#### AIM OF THE TASK
Print the records below line for line, with no change to any character.

#### WORKING DATA
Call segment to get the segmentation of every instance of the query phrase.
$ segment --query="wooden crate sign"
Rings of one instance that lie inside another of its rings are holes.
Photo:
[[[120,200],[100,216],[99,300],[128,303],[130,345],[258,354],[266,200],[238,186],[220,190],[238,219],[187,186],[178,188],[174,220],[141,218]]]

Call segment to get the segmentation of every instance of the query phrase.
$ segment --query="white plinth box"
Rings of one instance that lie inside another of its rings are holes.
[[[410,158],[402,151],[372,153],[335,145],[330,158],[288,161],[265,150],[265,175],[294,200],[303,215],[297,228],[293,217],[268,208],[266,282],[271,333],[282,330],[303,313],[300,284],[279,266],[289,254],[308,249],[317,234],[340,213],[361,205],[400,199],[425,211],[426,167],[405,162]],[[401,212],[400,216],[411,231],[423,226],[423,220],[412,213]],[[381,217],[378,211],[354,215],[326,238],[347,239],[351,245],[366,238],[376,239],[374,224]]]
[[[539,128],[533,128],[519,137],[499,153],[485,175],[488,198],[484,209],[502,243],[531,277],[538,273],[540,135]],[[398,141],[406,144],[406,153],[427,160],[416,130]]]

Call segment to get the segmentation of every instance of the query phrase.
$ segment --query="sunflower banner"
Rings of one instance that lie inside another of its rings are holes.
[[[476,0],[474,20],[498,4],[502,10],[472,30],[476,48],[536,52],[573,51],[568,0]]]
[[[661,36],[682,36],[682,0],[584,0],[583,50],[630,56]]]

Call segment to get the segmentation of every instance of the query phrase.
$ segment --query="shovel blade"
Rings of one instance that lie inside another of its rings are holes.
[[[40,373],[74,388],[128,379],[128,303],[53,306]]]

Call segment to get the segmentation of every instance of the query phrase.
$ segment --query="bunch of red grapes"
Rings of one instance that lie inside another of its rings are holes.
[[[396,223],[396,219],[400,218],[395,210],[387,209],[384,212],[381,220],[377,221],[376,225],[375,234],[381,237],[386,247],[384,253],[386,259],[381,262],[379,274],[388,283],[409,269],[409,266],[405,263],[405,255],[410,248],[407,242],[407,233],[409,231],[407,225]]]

#### ANSWER TO THE PROBLEM
Call segment to get the segmentation of every instance of the query phrase.
$ segment --query="wooden crate sign"
Rings of one instance that lie inside another of its rings are holes.
Photo:
[[[120,200],[100,216],[99,300],[128,303],[130,345],[258,354],[266,200],[238,186],[220,190],[238,219],[187,186],[178,188],[174,220],[141,218]]]

Call segment to get the segmentation of every instance of the query phrase.
$ segment --query="white plinth box"
Rings of one instance that lie inside another of its rings are holes.
[[[410,158],[402,151],[372,153],[335,145],[330,158],[288,161],[265,150],[265,175],[294,200],[303,215],[297,228],[293,217],[268,208],[266,282],[271,333],[282,330],[303,313],[300,284],[279,266],[289,254],[308,249],[317,234],[340,213],[361,205],[400,199],[425,211],[426,167],[405,162]],[[401,212],[400,216],[411,231],[423,226],[423,220],[412,213]],[[381,217],[378,211],[354,215],[326,238],[347,239],[351,245],[366,238],[376,239],[374,224]]]
[[[539,128],[533,128],[519,137],[499,153],[485,175],[488,198],[484,209],[502,243],[531,277],[538,273],[540,135]],[[398,141],[406,144],[406,153],[427,160],[416,130]]]

Call segment to get the segmentation of every instance of the query phrase.
$ segment --query="sunflower banner"
Rings of one instance that lie inside another of its rings are holes.
[[[476,0],[474,20],[498,4],[502,10],[472,30],[476,48],[536,52],[573,51],[568,0]]]
[[[661,36],[682,36],[682,0],[584,0],[583,50],[630,56]]]

Call segment to get the segmentation of every instance of the query phrase.
$ segment --query="shovel blade"
Rings of one instance that lie inside another of its rings are holes.
[[[40,373],[74,388],[128,379],[128,303],[53,306]]]

Call segment to get the segmentation of every instance of the query phrase.
$ segment --query="bunch of red grapes"
Rings of one instance that lie inside another of its rings are holes.
[[[396,223],[396,219],[400,218],[395,210],[387,209],[384,212],[381,220],[377,221],[376,225],[375,234],[381,237],[386,247],[384,253],[386,259],[381,262],[379,274],[388,283],[409,269],[409,266],[405,263],[405,255],[410,248],[407,242],[407,233],[409,231],[407,225]]]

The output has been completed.